_Предоставленные данные:_
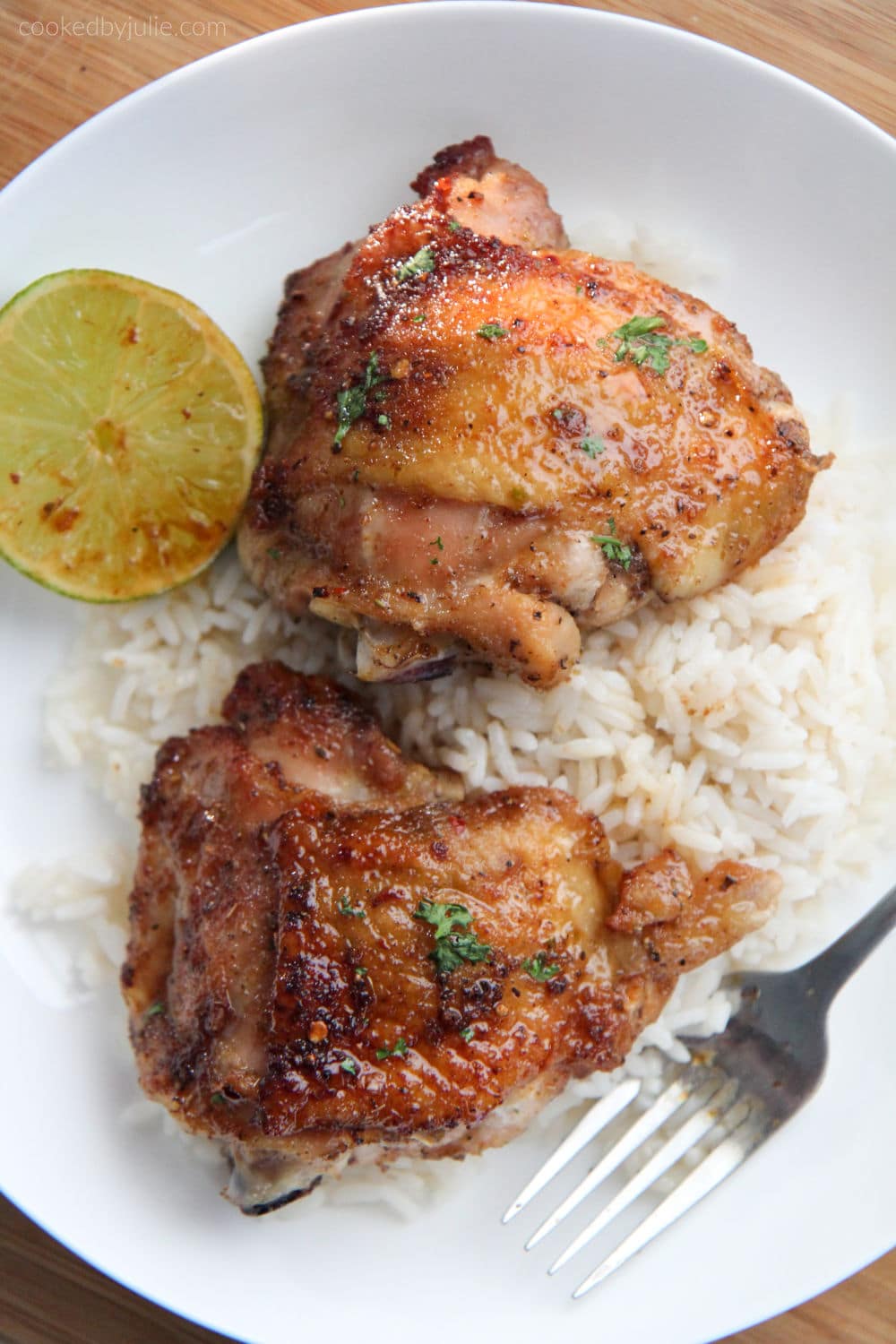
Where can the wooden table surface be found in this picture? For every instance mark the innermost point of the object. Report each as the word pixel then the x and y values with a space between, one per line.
pixel 53 81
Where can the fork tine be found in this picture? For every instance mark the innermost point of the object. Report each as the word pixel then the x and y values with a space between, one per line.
pixel 720 1163
pixel 591 1124
pixel 664 1107
pixel 715 1099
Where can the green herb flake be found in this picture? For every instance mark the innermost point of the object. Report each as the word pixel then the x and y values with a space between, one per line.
pixel 592 446
pixel 452 949
pixel 613 547
pixel 351 402
pixel 642 343
pixel 538 969
pixel 419 263
pixel 398 1048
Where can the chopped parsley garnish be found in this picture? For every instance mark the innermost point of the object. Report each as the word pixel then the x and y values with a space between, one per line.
pixel 492 331
pixel 613 547
pixel 398 1048
pixel 592 446
pixel 642 343
pixel 452 949
pixel 351 402
pixel 419 263
pixel 538 969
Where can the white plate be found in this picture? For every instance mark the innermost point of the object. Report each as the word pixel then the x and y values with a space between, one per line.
pixel 217 182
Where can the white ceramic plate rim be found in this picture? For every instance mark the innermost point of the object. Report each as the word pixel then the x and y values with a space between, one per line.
pixel 249 50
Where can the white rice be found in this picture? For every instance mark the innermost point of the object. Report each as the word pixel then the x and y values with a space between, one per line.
pixel 754 723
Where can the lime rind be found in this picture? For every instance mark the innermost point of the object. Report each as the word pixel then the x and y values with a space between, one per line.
pixel 129 429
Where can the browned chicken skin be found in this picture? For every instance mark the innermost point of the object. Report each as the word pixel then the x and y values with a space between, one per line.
pixel 335 956
pixel 466 459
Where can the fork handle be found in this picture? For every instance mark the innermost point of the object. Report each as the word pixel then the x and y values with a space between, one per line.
pixel 831 970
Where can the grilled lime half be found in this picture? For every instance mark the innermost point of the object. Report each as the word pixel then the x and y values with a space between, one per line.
pixel 129 429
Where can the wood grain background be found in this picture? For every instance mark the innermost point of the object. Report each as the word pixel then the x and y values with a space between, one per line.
pixel 51 82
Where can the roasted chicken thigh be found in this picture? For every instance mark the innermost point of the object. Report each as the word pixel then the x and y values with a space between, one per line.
pixel 482 441
pixel 336 957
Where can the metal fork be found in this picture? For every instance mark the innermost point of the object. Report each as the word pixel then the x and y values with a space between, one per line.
pixel 739 1088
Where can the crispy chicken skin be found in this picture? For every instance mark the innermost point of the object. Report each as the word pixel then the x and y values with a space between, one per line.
pixel 277 948
pixel 458 464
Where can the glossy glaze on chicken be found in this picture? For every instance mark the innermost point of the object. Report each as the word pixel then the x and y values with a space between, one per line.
pixel 335 956
pixel 482 441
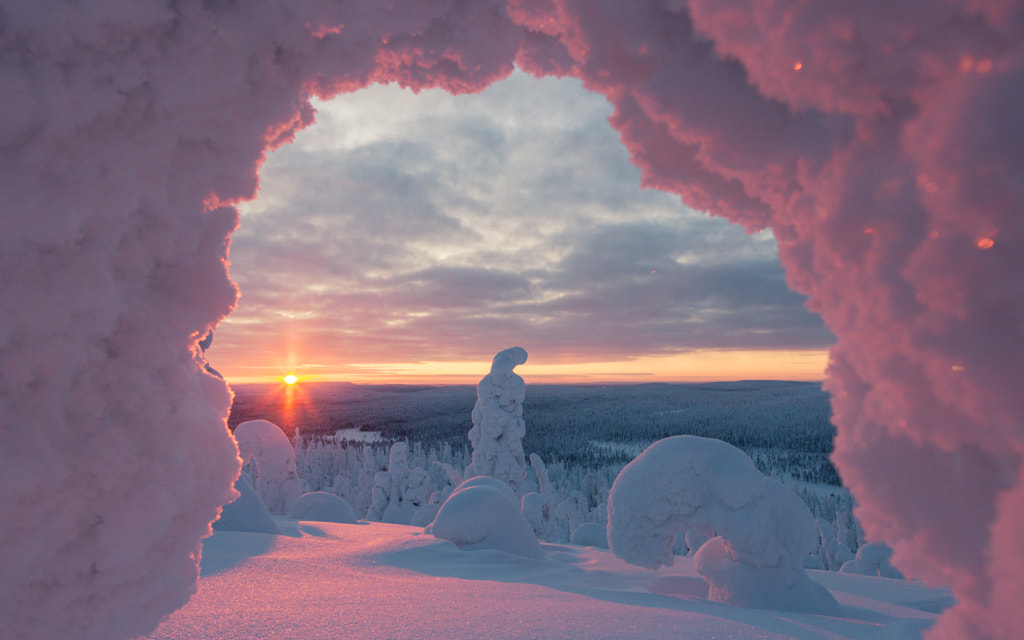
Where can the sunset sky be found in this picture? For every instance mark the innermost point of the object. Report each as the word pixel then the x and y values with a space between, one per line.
pixel 409 238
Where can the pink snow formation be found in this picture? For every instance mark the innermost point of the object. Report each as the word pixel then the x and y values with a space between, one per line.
pixel 498 424
pixel 881 141
pixel 762 529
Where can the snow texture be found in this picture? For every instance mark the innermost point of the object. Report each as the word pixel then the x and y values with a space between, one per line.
pixel 482 516
pixel 399 492
pixel 322 507
pixel 425 515
pixel 269 461
pixel 872 559
pixel 431 589
pixel 879 140
pixel 498 424
pixel 590 535
pixel 764 529
pixel 246 513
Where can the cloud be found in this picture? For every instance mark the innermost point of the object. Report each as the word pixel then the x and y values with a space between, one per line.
pixel 876 139
pixel 456 223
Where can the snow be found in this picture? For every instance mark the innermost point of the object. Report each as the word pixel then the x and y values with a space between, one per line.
pixel 386 581
pixel 498 424
pixel 590 535
pixel 246 513
pixel 886 160
pixel 322 507
pixel 269 460
pixel 872 559
pixel 481 516
pixel 399 492
pixel 764 529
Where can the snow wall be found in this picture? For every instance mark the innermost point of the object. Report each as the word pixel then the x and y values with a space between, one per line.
pixel 880 140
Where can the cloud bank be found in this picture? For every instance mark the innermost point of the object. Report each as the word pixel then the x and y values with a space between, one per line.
pixel 431 227
pixel 880 141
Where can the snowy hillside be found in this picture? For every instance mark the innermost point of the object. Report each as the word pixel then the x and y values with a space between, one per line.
pixel 323 581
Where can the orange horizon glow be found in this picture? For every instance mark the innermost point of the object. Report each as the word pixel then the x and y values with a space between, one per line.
pixel 701 366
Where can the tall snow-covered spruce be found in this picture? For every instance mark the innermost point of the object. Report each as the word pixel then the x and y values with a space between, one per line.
pixel 880 141
pixel 498 424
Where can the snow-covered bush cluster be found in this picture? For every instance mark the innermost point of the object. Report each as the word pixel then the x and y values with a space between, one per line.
pixel 762 530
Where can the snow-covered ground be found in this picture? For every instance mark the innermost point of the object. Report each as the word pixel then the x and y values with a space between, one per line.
pixel 324 581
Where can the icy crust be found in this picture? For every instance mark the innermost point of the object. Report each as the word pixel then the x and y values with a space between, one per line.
pixel 246 513
pixel 764 530
pixel 270 460
pixel 323 507
pixel 482 516
pixel 498 424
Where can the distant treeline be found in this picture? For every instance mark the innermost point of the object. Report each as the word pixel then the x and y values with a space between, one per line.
pixel 785 426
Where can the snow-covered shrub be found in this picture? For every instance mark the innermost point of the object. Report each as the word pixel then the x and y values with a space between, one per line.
pixel 246 513
pixel 399 492
pixel 590 535
pixel 322 507
pixel 482 516
pixel 498 424
pixel 872 559
pixel 764 529
pixel 269 460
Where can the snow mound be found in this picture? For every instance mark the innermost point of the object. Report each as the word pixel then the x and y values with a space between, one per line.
pixel 399 492
pixel 486 480
pixel 763 529
pixel 270 460
pixel 246 513
pixel 425 515
pixel 590 535
pixel 483 517
pixel 322 507
pixel 872 559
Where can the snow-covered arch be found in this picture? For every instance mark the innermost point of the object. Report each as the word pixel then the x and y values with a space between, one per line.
pixel 879 140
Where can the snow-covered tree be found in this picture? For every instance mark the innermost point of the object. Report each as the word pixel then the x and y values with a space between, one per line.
pixel 399 492
pixel 269 461
pixel 764 529
pixel 498 424
pixel 872 559
pixel 481 513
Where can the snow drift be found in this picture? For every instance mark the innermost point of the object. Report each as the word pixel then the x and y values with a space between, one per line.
pixel 479 515
pixel 322 507
pixel 764 530
pixel 881 142
pixel 246 513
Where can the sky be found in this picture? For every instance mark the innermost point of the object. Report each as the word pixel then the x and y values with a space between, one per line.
pixel 410 237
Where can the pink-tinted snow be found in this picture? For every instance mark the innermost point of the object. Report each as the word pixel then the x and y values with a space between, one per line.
pixel 880 140
pixel 374 581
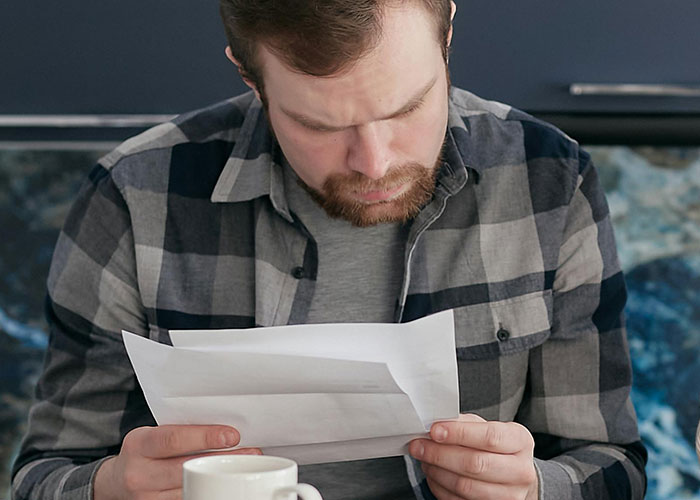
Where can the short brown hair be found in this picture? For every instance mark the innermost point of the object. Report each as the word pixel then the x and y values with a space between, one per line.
pixel 315 37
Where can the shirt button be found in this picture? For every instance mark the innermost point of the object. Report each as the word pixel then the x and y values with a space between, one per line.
pixel 502 334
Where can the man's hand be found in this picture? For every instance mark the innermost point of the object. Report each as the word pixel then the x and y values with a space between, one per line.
pixel 475 459
pixel 149 465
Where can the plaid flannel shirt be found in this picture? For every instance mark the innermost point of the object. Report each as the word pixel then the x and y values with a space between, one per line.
pixel 187 226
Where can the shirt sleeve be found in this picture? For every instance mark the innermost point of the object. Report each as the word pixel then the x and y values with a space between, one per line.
pixel 578 403
pixel 87 397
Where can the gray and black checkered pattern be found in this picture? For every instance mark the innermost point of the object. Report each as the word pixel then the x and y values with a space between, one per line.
pixel 187 226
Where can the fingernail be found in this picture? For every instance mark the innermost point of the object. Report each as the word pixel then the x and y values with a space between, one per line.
pixel 228 439
pixel 439 433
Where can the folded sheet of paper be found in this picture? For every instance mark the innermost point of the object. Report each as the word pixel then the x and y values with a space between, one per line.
pixel 313 393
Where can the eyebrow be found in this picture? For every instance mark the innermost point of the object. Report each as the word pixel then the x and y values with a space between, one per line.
pixel 409 106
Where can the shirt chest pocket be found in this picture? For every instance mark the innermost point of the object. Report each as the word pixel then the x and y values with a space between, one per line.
pixel 503 327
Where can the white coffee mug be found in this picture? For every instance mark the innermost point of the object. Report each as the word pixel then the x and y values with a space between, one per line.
pixel 243 477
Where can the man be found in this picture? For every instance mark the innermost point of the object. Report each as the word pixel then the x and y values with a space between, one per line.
pixel 351 185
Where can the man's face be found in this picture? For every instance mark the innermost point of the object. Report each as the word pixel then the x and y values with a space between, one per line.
pixel 366 143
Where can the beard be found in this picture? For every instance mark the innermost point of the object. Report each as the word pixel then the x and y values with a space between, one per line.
pixel 338 197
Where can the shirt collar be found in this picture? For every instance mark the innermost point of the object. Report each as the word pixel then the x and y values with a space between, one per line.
pixel 254 168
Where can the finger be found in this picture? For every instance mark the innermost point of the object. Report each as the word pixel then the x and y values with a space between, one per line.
pixel 452 485
pixel 496 437
pixel 166 474
pixel 477 464
pixel 442 493
pixel 176 440
pixel 470 417
pixel 170 495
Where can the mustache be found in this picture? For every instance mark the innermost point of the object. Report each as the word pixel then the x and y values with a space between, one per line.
pixel 359 183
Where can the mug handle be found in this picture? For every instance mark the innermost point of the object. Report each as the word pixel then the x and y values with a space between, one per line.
pixel 305 491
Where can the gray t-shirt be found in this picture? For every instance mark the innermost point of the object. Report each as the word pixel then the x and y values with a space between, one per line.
pixel 359 275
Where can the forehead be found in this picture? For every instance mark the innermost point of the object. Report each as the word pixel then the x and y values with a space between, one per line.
pixel 407 57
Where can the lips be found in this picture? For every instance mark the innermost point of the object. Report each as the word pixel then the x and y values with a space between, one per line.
pixel 382 195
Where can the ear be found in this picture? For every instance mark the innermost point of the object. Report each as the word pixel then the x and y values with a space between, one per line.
pixel 246 80
pixel 453 7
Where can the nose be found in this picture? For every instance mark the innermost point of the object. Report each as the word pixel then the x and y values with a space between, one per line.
pixel 369 153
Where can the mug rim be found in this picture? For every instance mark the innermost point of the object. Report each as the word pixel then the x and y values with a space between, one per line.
pixel 197 465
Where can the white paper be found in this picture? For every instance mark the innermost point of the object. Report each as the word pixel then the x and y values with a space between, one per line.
pixel 313 393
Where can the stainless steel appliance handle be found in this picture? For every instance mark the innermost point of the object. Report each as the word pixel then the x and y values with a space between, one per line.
pixel 634 89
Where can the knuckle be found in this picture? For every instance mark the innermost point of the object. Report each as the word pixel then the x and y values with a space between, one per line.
pixel 494 436
pixel 169 440
pixel 477 463
pixel 464 486
pixel 132 479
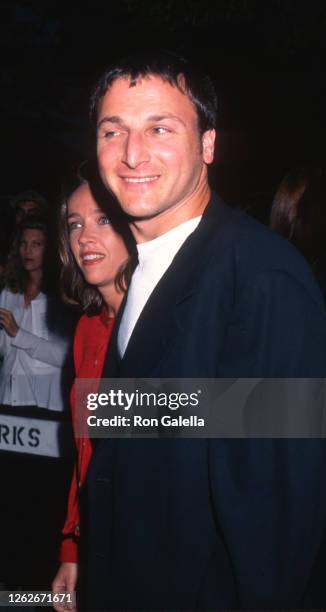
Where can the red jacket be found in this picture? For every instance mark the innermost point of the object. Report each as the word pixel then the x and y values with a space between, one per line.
pixel 90 346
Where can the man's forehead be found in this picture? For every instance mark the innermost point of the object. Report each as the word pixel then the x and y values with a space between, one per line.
pixel 146 94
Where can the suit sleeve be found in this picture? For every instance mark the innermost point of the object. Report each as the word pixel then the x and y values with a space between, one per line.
pixel 269 494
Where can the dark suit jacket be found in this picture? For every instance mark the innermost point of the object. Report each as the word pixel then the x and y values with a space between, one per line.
pixel 208 524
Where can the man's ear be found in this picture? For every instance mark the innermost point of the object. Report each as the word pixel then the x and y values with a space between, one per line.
pixel 208 142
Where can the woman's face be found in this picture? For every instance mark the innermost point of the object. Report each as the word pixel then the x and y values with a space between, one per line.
pixel 32 249
pixel 98 249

_Что нужно сделать:_
Выведите без каких-либо изменений строки из приведённых выше записей, начиная со строки с «Where can the white coffee» и заканчивая строкой с «pixel 351 185», включая обе эти строки.

_Письменный ответ:_
Where can the white coffee mug be found in this picture? For every instance mark the innermost point of the object. Report each as the word pixel then the x and y values with a space between, one per line.
pixel 243 477
Where can the man be found in this picture? For every instance mark the innermost point of the object. Report each as the word pixel then the x and y values with a space between, one per line.
pixel 351 185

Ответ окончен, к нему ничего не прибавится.